Big tender hearts

In the face of small mindedness


Wilby Wonderful, written and directed by Daniel MacIvor and making its world premiere at the Toronto International Film Festival, is a bittersweet comedy about a day in the life of the residents of fictional Wilby, a small island town in Nova Scotia. The film is an ensemble piece with at least seven main characters and multiple locations. It’s a very different beast from the intimate nature of MacIvor’s first feature as a director, Past Perfect, which was basically two actors (himself and Rebecca Jenkins) in two locations.

“I wanted to make Wilby as different as I could in order to stretch different muscles. There was a perception with Past Perfect that it was theatrical, partly because I come from the theatre,” MacIvor says. “With Wilby, I wanted to do an ensemble piece.”

And what an ensemble it is, populated by a who’s who of great Canadian thespians, including Paul Gross, Sandra Oh, Maury Chaykin, Callum Keith Rennie, Rebecca Jenkins and Jim Allodi, with MacIvor in a supporting role. It’s a testament to the director’s talent and reputation that he was able to bring together such a stellar cast, many of whom have worked with him before. But this being the Canadian film industry, he’s also known several of them for years on a social level. “Callum and I used to party together in the bad old days, before we smartened up,” MacIvor laughs.

At the heart of Wilby Wonderful is Dan Jarvis (Allodi), married owner of the local video store who’s looking, as the film begins, for a quiet spot to kill himself. It seems that a little nocturnal fornication at the local cruising area has caught up with Dan – his wife has left him, and he’d rather not face the shame of seeing his name in print in the town paper. This being a comedy however, Dan is continually interrupted by the other denizens of Wilby, including the local handyman Duck MacDonald (Rennie), who’s also implicated in the scandal, but sees it as a chance to connect with Dan in a less clandestine way.

Dan’s dilemma touches the rest of the townsfolk in different ways, including the social-climbing real-estate agent Carol French (Oh) who’s selling his house; her husband, the town policeman Buddy (Gross), who has his hands full with the sexy Sandra Anderson (Jenkins), recently back in town with her teenaged daughter Emily (Ellen Page) in tow; and the town mayor, Brent Fisher (Chaykin), who has big plans for the prime waterfront property where the cruising area is located.

MacIvor wrote many of the roles specifically for the actors who play them, including the characters of Dan and Duck for Allodi and Rennie. “Weird, eh?” answers MacIvor when asked about the significance of writing gay characters for straight actors. “But I’ve been in love with them for years, and Jim and Callum are both metrosexuals. They’re so gorgeous, both of them.”

 

Allodi laughs when I tell him MacIvor’s line the next day. “Daniel’s always falling for straight men,” he says. “That’s a good joke, him having us play gay characters.”

Allodi has worked with MacIvor on stage and screen several times and the two performed his award-winning play In On It on a tour through Scotland, Texas and California. (“There was a screaming match over dirty socks once in Texas and that’s all I’m going to say,” is Allodi’s response to the question of just how well they know one another.)

He’s played gay several times before. “I’m an old queen,” he jokes, so Allodi had no problem conveying Dan’s sexuality. Rather it was the character’s self-destructive mindset that was the challenge. “Dan has married his best friend – lots of people do – and entered a kind of sexless life,” he says, adding that the hardest part in role was, “to get to the truth of someone that you really love in a nonsexual way telling you that you’re worthless. Being thrown away by someone you love in such a total way that you see yourself that way.”

• YOUR INSTRUCTIONS
Print the stretch of the film review from "Allodi laughs when" through "know one another.)", word for word. The records are separate material and have no connection to the film review above.

• DATASET CONTENT
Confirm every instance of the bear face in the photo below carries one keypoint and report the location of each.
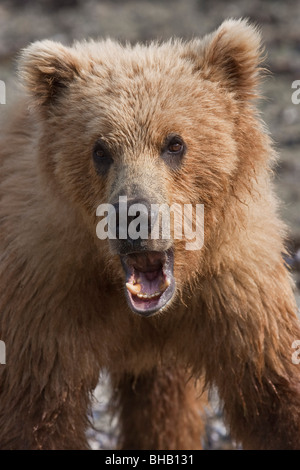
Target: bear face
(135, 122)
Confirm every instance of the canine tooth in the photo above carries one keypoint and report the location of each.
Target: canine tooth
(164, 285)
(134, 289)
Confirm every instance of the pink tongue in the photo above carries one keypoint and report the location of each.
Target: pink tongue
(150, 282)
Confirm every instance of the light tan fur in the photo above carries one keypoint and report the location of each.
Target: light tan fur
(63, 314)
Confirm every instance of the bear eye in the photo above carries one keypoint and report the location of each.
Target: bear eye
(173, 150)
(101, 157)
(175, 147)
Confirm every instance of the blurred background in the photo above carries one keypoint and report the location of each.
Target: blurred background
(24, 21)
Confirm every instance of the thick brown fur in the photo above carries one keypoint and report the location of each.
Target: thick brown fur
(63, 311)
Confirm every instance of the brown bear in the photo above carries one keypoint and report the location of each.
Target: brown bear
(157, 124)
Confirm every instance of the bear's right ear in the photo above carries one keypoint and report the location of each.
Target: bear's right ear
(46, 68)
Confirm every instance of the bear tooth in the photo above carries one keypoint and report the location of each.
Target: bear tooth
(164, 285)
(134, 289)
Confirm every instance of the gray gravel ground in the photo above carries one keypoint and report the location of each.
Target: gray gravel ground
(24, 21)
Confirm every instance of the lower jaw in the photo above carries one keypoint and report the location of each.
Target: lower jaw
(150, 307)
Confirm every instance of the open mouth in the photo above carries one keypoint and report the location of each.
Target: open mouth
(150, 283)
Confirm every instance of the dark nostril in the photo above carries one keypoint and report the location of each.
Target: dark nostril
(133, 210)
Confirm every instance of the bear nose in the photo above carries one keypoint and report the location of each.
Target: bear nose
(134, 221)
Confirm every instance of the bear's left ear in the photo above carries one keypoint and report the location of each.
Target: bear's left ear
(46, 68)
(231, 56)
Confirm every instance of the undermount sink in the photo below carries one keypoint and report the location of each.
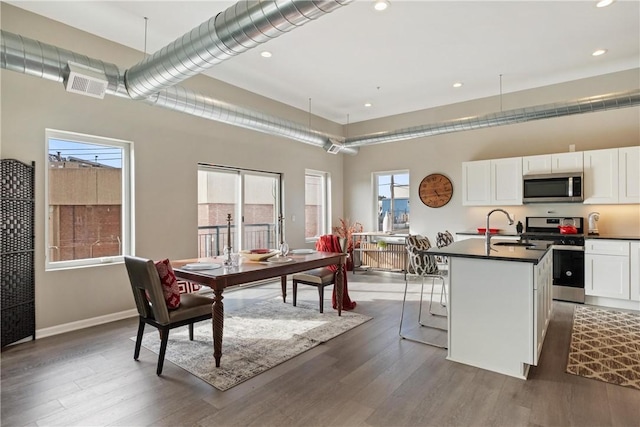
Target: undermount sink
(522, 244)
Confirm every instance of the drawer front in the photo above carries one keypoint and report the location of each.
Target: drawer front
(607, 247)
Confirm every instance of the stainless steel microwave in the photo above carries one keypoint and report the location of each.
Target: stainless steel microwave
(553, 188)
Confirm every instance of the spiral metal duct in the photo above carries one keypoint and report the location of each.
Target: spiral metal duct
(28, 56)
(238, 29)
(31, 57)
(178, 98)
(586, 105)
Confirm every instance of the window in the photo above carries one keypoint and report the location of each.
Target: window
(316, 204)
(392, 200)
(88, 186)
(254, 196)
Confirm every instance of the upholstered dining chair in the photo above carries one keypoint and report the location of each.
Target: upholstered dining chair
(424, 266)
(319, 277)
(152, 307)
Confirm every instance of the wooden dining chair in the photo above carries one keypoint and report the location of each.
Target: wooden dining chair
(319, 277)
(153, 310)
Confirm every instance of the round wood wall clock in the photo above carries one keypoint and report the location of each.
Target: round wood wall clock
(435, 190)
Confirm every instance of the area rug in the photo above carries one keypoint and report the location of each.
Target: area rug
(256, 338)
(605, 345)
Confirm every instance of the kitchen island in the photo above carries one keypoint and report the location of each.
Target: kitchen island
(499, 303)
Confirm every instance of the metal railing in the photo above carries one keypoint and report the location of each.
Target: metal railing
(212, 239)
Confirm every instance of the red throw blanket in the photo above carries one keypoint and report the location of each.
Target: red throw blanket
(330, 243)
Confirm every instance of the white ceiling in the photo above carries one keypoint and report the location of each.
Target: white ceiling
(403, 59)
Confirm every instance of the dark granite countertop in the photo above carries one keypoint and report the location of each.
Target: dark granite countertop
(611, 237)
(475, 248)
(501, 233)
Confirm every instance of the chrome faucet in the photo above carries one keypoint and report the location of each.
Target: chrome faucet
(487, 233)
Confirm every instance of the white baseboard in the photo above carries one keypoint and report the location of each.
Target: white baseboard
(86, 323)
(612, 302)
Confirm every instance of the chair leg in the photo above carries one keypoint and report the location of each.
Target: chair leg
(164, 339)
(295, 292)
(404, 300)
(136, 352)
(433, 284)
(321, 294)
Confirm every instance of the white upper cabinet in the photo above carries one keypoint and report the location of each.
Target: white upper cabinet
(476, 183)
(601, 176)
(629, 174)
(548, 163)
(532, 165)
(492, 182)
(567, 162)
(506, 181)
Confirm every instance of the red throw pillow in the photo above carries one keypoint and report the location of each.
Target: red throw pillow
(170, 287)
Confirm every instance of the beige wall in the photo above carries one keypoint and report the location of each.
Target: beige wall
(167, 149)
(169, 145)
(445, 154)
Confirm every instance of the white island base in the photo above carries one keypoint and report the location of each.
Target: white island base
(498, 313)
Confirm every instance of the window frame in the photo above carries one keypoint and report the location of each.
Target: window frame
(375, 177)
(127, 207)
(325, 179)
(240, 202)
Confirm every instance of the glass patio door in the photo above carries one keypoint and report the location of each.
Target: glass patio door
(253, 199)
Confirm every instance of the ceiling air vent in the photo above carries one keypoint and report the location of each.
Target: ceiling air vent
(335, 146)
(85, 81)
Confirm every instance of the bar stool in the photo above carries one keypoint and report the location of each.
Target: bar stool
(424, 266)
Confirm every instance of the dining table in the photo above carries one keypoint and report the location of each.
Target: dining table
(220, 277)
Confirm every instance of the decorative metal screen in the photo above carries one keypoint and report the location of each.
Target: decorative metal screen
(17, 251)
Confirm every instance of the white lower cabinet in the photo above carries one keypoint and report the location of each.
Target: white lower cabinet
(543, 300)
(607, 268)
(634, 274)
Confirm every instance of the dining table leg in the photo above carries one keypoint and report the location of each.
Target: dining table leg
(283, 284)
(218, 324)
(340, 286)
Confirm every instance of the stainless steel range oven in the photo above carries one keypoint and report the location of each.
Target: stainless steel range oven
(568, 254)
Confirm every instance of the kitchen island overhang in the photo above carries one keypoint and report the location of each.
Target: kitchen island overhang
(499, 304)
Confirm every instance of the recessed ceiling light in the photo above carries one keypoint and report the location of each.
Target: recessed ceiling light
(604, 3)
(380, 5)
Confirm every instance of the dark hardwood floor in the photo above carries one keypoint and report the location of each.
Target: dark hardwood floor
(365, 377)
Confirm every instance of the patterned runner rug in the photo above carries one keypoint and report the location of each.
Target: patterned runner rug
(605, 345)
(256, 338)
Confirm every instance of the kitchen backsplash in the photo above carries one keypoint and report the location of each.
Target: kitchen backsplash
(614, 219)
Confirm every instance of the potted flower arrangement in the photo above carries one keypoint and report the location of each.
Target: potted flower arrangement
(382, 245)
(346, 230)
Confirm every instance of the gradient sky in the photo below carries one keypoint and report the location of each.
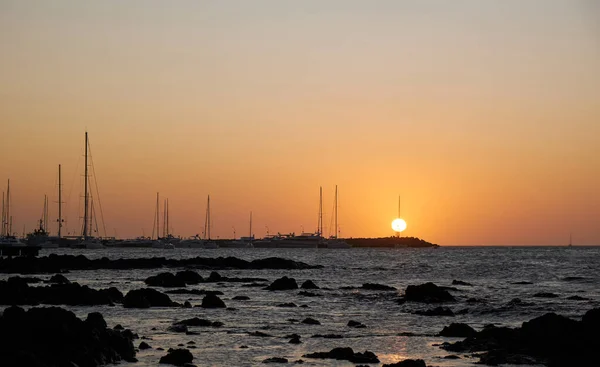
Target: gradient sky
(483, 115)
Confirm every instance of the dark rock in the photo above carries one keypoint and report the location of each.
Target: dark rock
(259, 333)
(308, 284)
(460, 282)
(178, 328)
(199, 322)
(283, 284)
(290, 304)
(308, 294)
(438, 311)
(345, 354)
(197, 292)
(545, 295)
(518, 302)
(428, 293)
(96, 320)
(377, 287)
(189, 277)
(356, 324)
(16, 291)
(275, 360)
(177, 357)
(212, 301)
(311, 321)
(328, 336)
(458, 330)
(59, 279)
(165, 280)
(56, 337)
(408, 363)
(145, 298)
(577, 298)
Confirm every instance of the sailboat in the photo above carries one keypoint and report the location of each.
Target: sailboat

• OUTPUT FOR THIS EXERCISE
Allodi laughs when I tell him MacIvor’s line the next day. “Daniel’s always falling for straight men,” he says. “That’s a good joke, him having us play gay characters.”

Allodi has worked with MacIvor on stage and screen several times and the two performed his award-winning play In On It on a tour through Scotland, Texas and California. (“There was a screaming match over dirty socks once in Texas and that’s all I’m going to say,” is Allodi’s response to the question of just how well they know one another.)